# Task statement:
Read the data below. Then repeat all of it exactly.
Segment Start: Entries provided
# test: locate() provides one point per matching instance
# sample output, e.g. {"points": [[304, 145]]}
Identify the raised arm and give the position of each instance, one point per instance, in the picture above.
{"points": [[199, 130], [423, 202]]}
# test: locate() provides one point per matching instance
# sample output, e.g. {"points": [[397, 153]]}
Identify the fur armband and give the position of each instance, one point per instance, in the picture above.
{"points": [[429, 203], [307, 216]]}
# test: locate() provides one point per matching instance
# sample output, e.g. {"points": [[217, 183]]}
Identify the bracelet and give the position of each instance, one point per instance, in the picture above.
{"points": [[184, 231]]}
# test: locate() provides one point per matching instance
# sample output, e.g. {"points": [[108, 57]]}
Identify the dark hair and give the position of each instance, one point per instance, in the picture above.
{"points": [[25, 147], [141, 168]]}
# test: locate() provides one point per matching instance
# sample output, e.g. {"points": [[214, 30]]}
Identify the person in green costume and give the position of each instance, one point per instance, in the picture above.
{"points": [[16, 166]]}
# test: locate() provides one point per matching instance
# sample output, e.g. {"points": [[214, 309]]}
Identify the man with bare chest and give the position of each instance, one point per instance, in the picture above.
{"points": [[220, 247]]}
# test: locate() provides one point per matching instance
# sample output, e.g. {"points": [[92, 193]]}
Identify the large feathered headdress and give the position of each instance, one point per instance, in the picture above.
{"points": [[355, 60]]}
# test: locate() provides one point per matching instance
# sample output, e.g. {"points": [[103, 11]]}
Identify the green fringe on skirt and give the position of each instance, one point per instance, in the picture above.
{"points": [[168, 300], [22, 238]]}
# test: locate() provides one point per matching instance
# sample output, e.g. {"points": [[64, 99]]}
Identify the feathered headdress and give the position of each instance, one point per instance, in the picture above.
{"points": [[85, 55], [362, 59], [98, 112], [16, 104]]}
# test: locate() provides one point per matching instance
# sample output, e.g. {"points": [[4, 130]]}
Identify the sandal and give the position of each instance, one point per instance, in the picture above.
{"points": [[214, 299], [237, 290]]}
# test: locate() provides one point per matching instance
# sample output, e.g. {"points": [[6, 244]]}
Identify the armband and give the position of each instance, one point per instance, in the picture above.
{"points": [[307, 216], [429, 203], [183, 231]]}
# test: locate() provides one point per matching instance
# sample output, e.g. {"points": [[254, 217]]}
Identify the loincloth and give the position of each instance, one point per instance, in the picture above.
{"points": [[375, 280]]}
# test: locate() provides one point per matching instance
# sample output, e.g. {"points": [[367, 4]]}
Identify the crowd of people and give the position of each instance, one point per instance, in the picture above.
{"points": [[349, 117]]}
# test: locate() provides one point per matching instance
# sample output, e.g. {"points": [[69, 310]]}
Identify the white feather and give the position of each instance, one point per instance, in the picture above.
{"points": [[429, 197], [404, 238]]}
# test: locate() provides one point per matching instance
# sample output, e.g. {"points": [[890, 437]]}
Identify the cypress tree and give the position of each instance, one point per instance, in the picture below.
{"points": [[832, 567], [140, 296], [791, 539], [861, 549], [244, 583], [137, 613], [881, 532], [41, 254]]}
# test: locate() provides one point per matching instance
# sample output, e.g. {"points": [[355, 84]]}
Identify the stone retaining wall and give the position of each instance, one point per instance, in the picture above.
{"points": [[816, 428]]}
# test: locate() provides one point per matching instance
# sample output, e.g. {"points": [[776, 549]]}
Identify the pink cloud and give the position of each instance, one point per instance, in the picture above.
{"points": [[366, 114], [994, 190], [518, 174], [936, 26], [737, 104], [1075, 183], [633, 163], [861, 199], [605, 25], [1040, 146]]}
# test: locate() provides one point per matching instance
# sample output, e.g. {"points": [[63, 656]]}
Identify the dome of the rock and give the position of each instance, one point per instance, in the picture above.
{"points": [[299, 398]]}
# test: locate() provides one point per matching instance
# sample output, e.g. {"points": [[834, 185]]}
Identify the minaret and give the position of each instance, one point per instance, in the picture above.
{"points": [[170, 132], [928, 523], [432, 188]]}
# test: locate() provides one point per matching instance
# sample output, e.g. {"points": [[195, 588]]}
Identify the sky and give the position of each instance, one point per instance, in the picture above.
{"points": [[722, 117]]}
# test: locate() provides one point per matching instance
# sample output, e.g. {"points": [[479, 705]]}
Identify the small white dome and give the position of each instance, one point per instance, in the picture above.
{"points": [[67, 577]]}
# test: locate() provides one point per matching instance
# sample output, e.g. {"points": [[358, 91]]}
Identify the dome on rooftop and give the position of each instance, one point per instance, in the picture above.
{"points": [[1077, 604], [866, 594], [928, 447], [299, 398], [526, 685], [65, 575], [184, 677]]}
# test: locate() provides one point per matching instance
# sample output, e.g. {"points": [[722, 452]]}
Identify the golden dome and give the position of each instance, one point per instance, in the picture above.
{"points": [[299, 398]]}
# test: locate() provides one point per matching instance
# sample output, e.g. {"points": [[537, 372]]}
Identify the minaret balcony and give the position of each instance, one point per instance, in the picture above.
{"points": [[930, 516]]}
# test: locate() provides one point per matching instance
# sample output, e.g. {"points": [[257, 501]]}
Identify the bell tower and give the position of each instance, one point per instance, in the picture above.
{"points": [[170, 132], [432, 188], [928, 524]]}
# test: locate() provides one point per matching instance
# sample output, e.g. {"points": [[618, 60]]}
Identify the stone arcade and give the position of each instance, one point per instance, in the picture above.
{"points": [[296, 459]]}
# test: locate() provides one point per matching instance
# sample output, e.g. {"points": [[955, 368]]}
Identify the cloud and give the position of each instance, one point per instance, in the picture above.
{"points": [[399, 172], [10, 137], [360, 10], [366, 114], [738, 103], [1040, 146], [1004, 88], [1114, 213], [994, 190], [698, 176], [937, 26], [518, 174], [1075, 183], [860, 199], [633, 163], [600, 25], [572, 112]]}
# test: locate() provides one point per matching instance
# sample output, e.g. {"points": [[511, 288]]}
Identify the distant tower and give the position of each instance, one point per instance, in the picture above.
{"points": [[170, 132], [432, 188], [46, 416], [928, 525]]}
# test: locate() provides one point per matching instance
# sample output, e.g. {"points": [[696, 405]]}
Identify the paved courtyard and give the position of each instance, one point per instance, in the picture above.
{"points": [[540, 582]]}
Segment End: Entries provided
# Output below:
# test: locate() provides one point per matching instance
# sample output, e.g. {"points": [[304, 145]]}
Identify the raised arm and give the position of each instance, one point per instance, in the picture above.
{"points": [[199, 130], [423, 202]]}
# test: locate() provides one point per matching instance
# sample output, e.g. {"points": [[397, 153]]}
Identify the fur armband and give the position of each instance, one point per instance, in the picture above.
{"points": [[429, 203], [307, 216]]}
# test: locate() provides one point per matching instance
# sample output, e.g. {"points": [[217, 183]]}
Identify the bracelet and give the position of each instance, one point per instance, in the picture above.
{"points": [[184, 231]]}
# test: locate() provides one point per matching instance
# sample output, e.g. {"points": [[108, 57]]}
Identify the dark hair and give the position of each instance, one point per instance, in the picture above.
{"points": [[25, 147], [141, 168]]}
# test: locate() provides one point per matching instance
# sample output, e.g. {"points": [[214, 30]]}
Identify the person in green costume and give the position of each instance, one point per instance, in the picture above.
{"points": [[16, 166]]}
# test: locate() provides one point per matching instance
# sample output, e.g. {"points": [[214, 309]]}
Identify the man with bare chest and give the position of each instance, one point per instance, in the picture above.
{"points": [[220, 247]]}
# test: locate() provides one point per matching instance
# sample output, e.g. {"points": [[92, 193]]}
Identify the large feathered headdress and give the position of each instance, one point per instance, in the picture above.
{"points": [[355, 60]]}
# test: locate() provides one point per matching instance
# sample output, e.g. {"points": [[103, 11]]}
Identify the green fringe on skirt and give the position of each instance, one point per instance, in the picture above.
{"points": [[168, 300], [22, 238]]}
# test: locate() provides one point per matching instance
# sample output, e.g. {"points": [[64, 99]]}
Identify the feathered headdress and give the position of each instance, one point per instance, in the picture above.
{"points": [[85, 55], [362, 59], [98, 112], [16, 104]]}
# test: locate() provides one point per matching instance
# sample output, e.g. {"points": [[4, 130]]}
Identify the sandal and give the position of each instance, one point per instance, in the picture above.
{"points": [[214, 299], [237, 290]]}
# test: locate() provides one point per matching instance
# sample output, e.g. {"points": [[6, 244]]}
Identify the armband and give the position of each instance, one point per instance, in the picture above.
{"points": [[307, 216], [429, 203], [183, 231]]}
# test: locate() provides one point per matching instance
# sample output, e.g. {"points": [[254, 217]]}
Identify the loincloth and give the position of each instance, one point per instance, in the picture above.
{"points": [[375, 280]]}
# test: locate() provides one point per matching instance
# sample output, e.g. {"points": [[367, 4]]}
Identify the crowd of people and give the position of each instance, one point per instance, in the picture above.
{"points": [[349, 117]]}
# test: locate() provides one point per matching instance
# sample output, e.g. {"points": [[69, 310]]}
Identify the white feather and give the position of each instance, one point per instance, in the picture above.
{"points": [[429, 197], [404, 238]]}
# test: locate() provides one point per matching instance
# sample output, e.g. {"points": [[890, 437]]}
Identify the cypress tree and give the position of each instance, one point per instance, in the picture below.
{"points": [[832, 567], [140, 296], [791, 539], [861, 549], [244, 583], [137, 613], [881, 532], [41, 254]]}
# test: locate() provides one point per matching instance
# sample output, e.g. {"points": [[355, 84]]}
Identify the stone retaining wall and give the position of each instance, one point per instance, in the picture above.
{"points": [[816, 428]]}
# test: locate() provides one point per matching instance
# sample output, e.g. {"points": [[776, 549]]}
Identify the pink cloud and give the position of each instance, one point per instance, in the picture above.
{"points": [[366, 114], [994, 190], [518, 174], [936, 26], [737, 104], [1075, 183], [633, 163], [861, 199], [605, 25], [1040, 146]]}
# test: locate() provides one point per matching instance
# sample output, e.g. {"points": [[63, 656]]}
Identify the dome of the rock and give the position of each instance, one point per instance, in the picture above.
{"points": [[299, 398]]}
# test: locate() provides one point per matching instance
# sample output, e.g. {"points": [[834, 185]]}
Identify the minaret and give the position of each instance, one point per instance, in the picture above.
{"points": [[170, 132], [928, 523], [432, 188]]}
# test: locate() provides one point per matching instance
# sample output, e.g. {"points": [[195, 588]]}
Identify the sky and give the position of each instance, one point per instance, in the picture above.
{"points": [[722, 117]]}
# test: locate() provides one point per matching instance
# sample output, e.g. {"points": [[479, 705]]}
Identify the small white dome and give the position of each instance, one point per instance, in the picture above.
{"points": [[67, 577]]}
# test: locate() provides one point per matching instance
# sample output, e.g. {"points": [[358, 91]]}
Identify the dome on rooftop and give the position of each instance, one point per instance, in the picture above.
{"points": [[1077, 604], [866, 594], [928, 447], [299, 398], [526, 685], [65, 575], [184, 677]]}
# test: locate() provides one point per matching instance
# sample output, e.g. {"points": [[722, 452]]}
Identify the golden dome and give the position of each instance, one point per instance, in the picture above.
{"points": [[299, 398]]}
# test: locate() provides one point per matching instance
# sample output, e.g. {"points": [[537, 372]]}
Identify the minaret balcony and give the position of each instance, one point per instance, in the picture above.
{"points": [[930, 516]]}
# test: locate() provides one point per matching instance
# sample output, e.g. {"points": [[257, 501]]}
Identify the bell tower and give the position of each instance, one point per instance, in the picture above.
{"points": [[170, 132], [432, 188], [928, 524]]}
# test: locate() provides one point per matching instance
# sample output, e.g. {"points": [[618, 60]]}
Identify the stone arcade and give the position of each instance, one point per instance, in the picture above.
{"points": [[296, 459]]}
# test: locate() provides one point per matching instance
# sample output, e.g. {"points": [[955, 368]]}
Identify the cloud and give the position of each instance, one point per instance, in the picture above.
{"points": [[399, 172], [10, 137], [360, 10], [366, 114], [738, 103], [1040, 146], [1004, 88], [1114, 213], [994, 190], [698, 176], [937, 26], [518, 174], [1075, 183], [860, 199], [633, 163], [600, 25], [572, 112]]}
# test: locate() provides one point per matching instance
# sample output, e.g. {"points": [[511, 288]]}
Identify the distant tower and give the position of each instance, one point per instance, in the picture above.
{"points": [[170, 132], [432, 188], [46, 416], [928, 525]]}
# test: locate() provides one point per matching instance
# sample output, e.g. {"points": [[696, 405]]}
Identify the paved courtyard and give the position of each instance, one point per instance, in the picture above.
{"points": [[540, 582]]}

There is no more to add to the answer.